• [DO THIS] Transcribe, exactly as they appear, only the lines from the one holding "mark the table lamp -- a dot per instance" through the end of the entries below.

• [EXERCISE INPUT]

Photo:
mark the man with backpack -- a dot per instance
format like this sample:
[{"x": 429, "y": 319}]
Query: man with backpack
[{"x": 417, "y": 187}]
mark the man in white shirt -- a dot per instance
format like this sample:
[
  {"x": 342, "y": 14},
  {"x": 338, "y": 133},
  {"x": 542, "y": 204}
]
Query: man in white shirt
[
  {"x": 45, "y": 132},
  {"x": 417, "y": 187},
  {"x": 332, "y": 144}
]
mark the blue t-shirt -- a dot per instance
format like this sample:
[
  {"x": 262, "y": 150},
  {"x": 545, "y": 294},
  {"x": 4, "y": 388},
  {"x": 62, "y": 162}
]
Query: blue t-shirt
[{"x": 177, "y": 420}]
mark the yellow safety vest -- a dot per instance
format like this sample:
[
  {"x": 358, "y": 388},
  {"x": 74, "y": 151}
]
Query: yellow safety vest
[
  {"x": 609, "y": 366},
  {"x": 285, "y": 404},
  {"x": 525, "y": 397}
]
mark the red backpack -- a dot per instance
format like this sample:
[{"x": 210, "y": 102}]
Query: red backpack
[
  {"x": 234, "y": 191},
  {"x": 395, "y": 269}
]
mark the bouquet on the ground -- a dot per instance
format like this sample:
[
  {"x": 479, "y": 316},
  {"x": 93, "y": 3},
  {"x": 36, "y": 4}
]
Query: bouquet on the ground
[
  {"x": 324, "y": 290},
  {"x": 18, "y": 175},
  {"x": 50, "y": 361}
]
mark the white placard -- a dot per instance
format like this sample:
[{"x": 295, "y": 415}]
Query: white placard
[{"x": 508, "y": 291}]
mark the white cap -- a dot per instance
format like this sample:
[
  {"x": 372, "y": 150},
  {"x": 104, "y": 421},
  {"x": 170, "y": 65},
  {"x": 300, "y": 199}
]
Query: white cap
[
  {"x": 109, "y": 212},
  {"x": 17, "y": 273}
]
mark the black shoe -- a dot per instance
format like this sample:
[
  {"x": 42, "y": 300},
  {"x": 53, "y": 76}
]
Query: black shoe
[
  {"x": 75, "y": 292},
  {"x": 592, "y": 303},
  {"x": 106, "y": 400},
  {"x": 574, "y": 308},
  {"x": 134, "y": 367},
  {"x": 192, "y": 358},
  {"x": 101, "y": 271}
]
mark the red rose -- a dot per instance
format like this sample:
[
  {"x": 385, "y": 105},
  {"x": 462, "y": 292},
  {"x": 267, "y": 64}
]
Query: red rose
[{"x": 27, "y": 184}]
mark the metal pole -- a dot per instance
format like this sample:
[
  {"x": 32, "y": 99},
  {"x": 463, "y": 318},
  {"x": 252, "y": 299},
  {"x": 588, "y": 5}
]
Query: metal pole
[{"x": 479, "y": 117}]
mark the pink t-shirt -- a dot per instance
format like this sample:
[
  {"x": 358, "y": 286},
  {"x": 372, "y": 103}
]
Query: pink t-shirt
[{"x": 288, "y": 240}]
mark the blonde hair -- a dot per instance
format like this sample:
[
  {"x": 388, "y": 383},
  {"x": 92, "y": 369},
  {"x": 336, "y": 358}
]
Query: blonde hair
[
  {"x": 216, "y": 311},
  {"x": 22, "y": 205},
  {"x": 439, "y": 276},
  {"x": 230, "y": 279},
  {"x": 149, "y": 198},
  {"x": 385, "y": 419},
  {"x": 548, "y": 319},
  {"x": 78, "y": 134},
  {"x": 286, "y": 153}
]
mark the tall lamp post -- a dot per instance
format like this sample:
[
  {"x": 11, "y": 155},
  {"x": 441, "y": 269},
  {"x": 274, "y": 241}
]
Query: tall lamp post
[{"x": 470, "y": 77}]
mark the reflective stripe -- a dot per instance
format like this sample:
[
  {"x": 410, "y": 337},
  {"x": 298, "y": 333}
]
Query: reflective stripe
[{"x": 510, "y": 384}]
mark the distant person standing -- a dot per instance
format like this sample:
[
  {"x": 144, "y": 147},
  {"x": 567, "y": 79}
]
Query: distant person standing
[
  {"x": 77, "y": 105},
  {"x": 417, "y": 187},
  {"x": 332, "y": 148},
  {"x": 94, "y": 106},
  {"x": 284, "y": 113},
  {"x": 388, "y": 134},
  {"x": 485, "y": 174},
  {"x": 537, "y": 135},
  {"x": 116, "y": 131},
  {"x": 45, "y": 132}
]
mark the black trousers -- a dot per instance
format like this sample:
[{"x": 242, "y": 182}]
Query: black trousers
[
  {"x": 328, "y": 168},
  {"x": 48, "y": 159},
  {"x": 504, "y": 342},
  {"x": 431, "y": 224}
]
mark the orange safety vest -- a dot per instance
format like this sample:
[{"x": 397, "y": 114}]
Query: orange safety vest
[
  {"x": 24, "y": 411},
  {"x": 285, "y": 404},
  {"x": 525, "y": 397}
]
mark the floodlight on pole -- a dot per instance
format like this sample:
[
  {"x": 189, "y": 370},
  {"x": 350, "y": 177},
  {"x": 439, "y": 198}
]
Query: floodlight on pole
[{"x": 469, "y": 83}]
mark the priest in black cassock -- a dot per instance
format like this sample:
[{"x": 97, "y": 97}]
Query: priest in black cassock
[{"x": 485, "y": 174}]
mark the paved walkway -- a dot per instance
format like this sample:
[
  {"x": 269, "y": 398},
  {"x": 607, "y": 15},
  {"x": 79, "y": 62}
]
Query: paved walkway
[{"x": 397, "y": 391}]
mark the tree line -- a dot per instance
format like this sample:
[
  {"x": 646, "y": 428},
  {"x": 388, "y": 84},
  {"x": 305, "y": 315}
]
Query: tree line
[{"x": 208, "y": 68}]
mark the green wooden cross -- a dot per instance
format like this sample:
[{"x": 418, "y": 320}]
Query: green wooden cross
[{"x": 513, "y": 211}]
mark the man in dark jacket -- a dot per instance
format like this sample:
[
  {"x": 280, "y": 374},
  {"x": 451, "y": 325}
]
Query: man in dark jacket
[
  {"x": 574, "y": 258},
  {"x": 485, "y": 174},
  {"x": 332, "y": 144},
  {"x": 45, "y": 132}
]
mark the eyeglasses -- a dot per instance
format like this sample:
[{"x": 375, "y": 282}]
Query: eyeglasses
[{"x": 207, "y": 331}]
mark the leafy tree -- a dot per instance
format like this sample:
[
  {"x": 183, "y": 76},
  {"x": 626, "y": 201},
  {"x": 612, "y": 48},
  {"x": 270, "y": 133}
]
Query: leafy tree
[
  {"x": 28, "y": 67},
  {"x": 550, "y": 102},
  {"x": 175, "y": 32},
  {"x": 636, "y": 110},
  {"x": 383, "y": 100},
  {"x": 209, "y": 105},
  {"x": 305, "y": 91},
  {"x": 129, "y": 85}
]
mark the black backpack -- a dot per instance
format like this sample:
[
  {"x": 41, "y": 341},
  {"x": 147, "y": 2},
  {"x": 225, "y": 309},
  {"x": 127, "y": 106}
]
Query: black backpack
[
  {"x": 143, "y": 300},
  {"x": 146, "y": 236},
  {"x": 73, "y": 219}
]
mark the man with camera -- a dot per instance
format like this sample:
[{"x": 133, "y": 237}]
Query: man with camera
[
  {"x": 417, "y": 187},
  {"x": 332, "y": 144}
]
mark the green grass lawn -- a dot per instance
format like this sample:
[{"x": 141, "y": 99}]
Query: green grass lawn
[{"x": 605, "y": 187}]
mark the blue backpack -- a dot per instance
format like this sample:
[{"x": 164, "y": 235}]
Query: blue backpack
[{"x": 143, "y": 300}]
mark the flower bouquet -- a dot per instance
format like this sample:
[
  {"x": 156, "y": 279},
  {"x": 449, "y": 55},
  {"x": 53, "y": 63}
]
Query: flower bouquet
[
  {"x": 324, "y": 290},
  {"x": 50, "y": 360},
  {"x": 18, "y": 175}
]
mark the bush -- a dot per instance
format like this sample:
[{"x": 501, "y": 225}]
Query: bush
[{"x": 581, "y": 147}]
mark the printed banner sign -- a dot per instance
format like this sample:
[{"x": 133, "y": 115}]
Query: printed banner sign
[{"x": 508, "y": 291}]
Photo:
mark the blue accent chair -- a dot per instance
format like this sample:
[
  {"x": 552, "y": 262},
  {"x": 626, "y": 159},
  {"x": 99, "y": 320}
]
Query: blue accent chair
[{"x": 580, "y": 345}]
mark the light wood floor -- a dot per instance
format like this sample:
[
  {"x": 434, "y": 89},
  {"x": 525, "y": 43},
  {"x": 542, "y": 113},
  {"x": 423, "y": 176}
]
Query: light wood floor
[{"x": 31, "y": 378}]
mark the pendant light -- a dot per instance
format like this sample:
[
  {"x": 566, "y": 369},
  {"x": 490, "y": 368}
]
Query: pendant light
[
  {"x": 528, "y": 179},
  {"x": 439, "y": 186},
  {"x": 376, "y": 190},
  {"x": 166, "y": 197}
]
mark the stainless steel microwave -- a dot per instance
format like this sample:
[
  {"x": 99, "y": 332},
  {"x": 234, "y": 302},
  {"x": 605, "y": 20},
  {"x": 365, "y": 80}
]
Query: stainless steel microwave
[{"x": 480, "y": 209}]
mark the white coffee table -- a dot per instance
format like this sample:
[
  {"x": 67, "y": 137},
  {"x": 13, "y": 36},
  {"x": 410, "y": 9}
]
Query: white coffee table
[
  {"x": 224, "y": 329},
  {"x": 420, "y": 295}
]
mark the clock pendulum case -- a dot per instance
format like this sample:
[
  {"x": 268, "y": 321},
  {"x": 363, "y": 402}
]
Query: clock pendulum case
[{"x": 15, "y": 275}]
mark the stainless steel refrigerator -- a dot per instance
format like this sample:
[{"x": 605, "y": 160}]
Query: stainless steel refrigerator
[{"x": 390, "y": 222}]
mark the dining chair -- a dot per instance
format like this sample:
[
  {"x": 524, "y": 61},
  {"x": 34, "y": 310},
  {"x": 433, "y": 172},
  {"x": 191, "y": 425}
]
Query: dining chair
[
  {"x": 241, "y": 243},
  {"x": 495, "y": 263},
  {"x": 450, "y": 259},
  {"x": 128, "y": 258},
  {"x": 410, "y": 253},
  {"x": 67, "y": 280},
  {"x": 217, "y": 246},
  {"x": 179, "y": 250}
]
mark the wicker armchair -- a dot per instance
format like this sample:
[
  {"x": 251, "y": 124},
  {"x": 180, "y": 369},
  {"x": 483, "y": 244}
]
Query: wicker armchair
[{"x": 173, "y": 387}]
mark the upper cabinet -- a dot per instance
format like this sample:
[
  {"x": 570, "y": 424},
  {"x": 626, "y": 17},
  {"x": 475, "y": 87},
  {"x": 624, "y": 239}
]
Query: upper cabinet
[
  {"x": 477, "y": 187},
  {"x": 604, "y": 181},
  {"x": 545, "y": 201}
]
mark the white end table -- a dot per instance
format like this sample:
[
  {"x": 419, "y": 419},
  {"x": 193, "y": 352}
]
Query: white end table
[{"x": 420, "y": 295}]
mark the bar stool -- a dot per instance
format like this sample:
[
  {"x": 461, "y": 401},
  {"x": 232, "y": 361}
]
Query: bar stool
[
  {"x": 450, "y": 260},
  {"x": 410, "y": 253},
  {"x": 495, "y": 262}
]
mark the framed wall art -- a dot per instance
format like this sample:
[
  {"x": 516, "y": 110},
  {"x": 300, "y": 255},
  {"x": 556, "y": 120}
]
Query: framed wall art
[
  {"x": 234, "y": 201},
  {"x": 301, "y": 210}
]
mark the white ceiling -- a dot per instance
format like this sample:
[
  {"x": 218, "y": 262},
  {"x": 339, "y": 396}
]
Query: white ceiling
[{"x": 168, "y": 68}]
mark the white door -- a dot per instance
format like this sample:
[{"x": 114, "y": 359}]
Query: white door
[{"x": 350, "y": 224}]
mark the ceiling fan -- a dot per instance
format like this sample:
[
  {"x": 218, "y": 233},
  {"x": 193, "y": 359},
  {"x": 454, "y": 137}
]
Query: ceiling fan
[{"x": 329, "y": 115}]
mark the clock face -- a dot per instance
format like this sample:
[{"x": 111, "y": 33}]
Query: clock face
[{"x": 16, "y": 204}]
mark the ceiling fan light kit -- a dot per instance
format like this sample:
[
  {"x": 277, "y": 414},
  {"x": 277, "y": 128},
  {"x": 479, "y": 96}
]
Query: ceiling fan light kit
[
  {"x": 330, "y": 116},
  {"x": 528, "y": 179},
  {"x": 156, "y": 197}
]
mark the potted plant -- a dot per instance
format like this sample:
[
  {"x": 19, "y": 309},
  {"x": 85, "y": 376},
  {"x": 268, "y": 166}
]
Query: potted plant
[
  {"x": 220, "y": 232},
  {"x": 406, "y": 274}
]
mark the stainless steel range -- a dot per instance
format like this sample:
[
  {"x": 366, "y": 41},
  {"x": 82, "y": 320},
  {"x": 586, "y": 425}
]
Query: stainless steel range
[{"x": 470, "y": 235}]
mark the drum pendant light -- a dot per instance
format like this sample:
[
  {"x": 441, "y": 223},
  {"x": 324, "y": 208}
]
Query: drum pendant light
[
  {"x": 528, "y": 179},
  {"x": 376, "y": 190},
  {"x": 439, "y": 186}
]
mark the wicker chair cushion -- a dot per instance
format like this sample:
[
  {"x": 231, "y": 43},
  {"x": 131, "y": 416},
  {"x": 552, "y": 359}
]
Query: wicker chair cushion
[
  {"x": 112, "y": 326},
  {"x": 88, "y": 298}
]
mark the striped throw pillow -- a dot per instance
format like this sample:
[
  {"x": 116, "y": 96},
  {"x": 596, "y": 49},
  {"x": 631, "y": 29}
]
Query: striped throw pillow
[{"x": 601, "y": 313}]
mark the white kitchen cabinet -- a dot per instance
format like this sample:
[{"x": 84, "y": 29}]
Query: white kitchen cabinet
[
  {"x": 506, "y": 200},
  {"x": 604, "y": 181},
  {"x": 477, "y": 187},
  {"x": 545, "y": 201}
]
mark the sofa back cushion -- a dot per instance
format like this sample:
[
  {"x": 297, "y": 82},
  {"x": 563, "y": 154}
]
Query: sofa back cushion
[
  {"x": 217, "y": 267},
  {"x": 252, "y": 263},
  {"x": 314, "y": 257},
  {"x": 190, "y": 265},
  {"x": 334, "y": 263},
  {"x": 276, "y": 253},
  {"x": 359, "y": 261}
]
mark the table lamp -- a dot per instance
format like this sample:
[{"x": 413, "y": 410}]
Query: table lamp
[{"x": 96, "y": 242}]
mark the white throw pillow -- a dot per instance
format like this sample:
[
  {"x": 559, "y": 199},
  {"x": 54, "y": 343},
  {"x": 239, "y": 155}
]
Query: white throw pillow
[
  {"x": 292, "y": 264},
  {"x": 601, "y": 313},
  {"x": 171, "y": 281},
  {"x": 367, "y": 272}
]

• [RESULT OF THE TASK]
mark the table lamp -- a dot per instance
format like this sample:
[{"x": 413, "y": 410}]
Query: table lamp
[{"x": 96, "y": 242}]
mark the white throw pillow -- a dot per instance
format like this sample:
[
  {"x": 559, "y": 199},
  {"x": 54, "y": 343},
  {"x": 239, "y": 155}
]
Query: white throw pillow
[
  {"x": 292, "y": 264},
  {"x": 601, "y": 313},
  {"x": 171, "y": 281},
  {"x": 367, "y": 272}
]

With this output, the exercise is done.